→ **TASK TO CARRY OUT**
Reproduce every one of the entries below verbatim, from the first through the last.

→ **DATA**
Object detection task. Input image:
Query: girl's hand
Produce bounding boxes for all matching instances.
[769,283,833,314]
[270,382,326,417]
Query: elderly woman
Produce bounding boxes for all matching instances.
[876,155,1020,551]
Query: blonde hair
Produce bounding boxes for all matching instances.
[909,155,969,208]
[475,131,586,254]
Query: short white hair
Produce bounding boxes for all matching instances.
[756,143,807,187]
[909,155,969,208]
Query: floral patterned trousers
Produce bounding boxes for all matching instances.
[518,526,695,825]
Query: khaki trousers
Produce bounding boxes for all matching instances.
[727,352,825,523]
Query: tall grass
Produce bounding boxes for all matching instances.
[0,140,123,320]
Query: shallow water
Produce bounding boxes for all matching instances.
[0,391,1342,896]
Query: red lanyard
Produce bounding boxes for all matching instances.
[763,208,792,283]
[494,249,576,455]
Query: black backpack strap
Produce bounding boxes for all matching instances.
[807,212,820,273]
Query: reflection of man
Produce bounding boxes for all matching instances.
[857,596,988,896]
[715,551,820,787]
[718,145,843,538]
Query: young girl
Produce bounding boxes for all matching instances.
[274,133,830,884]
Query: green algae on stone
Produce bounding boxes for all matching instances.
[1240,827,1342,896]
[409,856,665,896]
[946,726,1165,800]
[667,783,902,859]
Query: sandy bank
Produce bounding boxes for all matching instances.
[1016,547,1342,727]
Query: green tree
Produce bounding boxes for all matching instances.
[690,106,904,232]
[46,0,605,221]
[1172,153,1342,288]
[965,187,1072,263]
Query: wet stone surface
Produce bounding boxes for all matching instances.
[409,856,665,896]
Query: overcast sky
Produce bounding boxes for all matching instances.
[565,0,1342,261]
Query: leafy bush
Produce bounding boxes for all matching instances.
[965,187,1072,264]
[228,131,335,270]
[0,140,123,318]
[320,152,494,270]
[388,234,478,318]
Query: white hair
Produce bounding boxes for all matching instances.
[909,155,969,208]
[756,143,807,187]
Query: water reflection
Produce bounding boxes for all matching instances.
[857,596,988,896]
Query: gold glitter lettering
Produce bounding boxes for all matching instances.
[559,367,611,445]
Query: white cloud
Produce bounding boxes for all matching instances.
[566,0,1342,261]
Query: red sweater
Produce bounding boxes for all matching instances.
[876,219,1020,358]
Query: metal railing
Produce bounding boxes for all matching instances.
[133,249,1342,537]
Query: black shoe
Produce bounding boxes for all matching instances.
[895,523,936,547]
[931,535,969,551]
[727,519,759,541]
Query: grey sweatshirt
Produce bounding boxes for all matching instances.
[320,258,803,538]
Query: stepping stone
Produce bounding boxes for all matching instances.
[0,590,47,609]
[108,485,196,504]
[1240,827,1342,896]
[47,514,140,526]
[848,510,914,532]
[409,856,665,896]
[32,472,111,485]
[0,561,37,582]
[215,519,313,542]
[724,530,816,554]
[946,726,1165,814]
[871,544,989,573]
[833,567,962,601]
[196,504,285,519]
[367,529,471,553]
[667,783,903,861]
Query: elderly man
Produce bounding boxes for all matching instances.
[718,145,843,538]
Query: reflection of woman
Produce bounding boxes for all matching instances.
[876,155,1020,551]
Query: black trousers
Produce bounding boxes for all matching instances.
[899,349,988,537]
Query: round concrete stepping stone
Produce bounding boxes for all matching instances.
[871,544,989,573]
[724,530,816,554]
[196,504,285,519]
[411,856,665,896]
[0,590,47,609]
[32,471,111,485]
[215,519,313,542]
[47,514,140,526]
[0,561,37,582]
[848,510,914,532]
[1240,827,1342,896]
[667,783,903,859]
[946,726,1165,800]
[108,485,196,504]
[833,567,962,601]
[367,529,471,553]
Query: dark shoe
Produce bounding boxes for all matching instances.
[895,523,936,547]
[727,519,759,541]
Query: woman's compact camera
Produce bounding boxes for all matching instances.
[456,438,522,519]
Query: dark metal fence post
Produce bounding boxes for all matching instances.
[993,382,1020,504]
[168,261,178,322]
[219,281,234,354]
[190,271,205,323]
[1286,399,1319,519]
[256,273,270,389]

→ **RESPONSE TO THE TASK**
Object detection task. Input image:
Query: girl's hand
Produce bounding boxes for all matching instances.
[769,283,833,314]
[270,382,326,417]
Query: elderly woman
Produce bounding boxes for all matching instances.
[876,155,1020,551]
Query: blonde hair
Produce bounding boxes for all matching instances.
[909,155,969,208]
[475,131,586,254]
Query: short white hair
Produce bounding boxes for all matching instances.
[756,143,807,187]
[909,155,969,208]
Query: floral patterned trousers
Produce bounding boxes for all matching instances.
[518,526,695,825]
Query: khaki trousers
Produce bounding boxes for all matching instances.
[727,352,825,523]
Query: tall grass
Produce bounding boxes for all matching instances.
[0,140,123,320]
Query: shallow water
Produce bounding boxes for all matching instances.
[0,391,1342,896]
Query: red lanyard
Produce bounding boxes for all matching instances.
[763,208,792,283]
[494,249,576,455]
Query: black backpack strap
Produce bounding boxes for all matching instances.
[807,212,820,273]
Query: reflection of man
Produce bounding boxes for all matching instances.
[857,596,988,896]
[715,551,820,787]
[718,145,843,538]
Query: young girl
Produce bounding boxes for all matching instances.
[274,133,830,884]
Query: green algae on stone
Produce bounding boxes for all matching instances.
[1240,827,1342,896]
[409,856,665,896]
[946,726,1165,800]
[667,783,902,859]
Query: sandy bank
Produce bounding boxes for all matching instances.
[1016,547,1342,727]
Query: green tree
Produce bounding boxes for all matching instances.
[690,106,904,232]
[46,0,605,221]
[1172,153,1342,288]
[965,187,1072,263]
Query: wet stone surface
Produce bounding boxes for all matching instances.
[409,856,665,896]
Query: overcast sky
Produce bounding boxes for all matching instances.
[565,0,1342,261]
Query: leafy bush
Produce bounding boxes for all matching instances.
[965,187,1072,264]
[228,131,335,270]
[0,140,123,318]
[320,152,494,270]
[388,234,478,318]
Query: white hair
Produce bounding boxes for all matching instances.
[909,155,969,208]
[756,143,807,187]
Query: water reflection
Produce bounding boxes for all matching instances.
[857,596,988,896]
Query: gold glitter lettering
Produce bounding boxes for all matching instances.
[559,367,611,445]
Query: white cloud
Produce bounding boxes for all matching instances.
[566,0,1342,261]
Query: red sweater
Produce bounding boxes for all matching instances.
[876,219,1020,358]
Query: metal railing
Produce bounding boxes for all matching instances.
[133,249,1342,537]
Query: black shoe
Produce bounding boxes for all matching instances.
[895,523,936,547]
[931,535,969,551]
[727,519,759,541]
Query: grey sweatshirt
Produce bounding boxes for all matching instances.
[320,258,803,538]
Query: stepping stone
Produce bounding boxes for all matching instances.
[0,590,47,609]
[108,485,196,504]
[1240,827,1342,896]
[47,514,140,526]
[848,510,914,532]
[409,856,665,896]
[32,472,111,485]
[0,561,37,582]
[215,519,313,542]
[724,530,816,554]
[946,726,1165,814]
[871,544,989,573]
[833,567,962,601]
[196,504,285,519]
[367,529,471,553]
[667,783,903,861]
Query: elderly man
Produce bounding boxes for all matching instances.
[718,145,843,538]
Query: reflection of woman
Produce bounding boxes for all matching instances.
[876,155,1020,551]
Query: black trousers
Produce bounding boxes for all matching instances.
[899,349,988,537]
Query: round concrete stepping stone
Produce bounding boxes for all matching instances.
[871,544,989,573]
[724,530,816,554]
[196,504,285,519]
[411,856,665,896]
[0,590,47,609]
[32,471,111,485]
[215,519,313,542]
[47,514,140,526]
[0,561,37,582]
[848,510,914,532]
[1240,827,1342,896]
[667,783,903,859]
[946,726,1165,800]
[108,485,196,504]
[833,567,962,601]
[367,529,471,553]
Query: dark shoe
Produce bounding boxes for all matching instances.
[895,523,936,547]
[727,519,759,541]
Query: woman's compact camera
Produce bounding boxes for all matching instances.
[456,438,522,519]
Query: dark metal fence post
Produce bounding boxes for all matching instances.
[993,382,1020,504]
[168,261,178,322]
[219,281,234,354]
[190,271,205,323]
[1286,399,1319,519]
[256,273,270,389]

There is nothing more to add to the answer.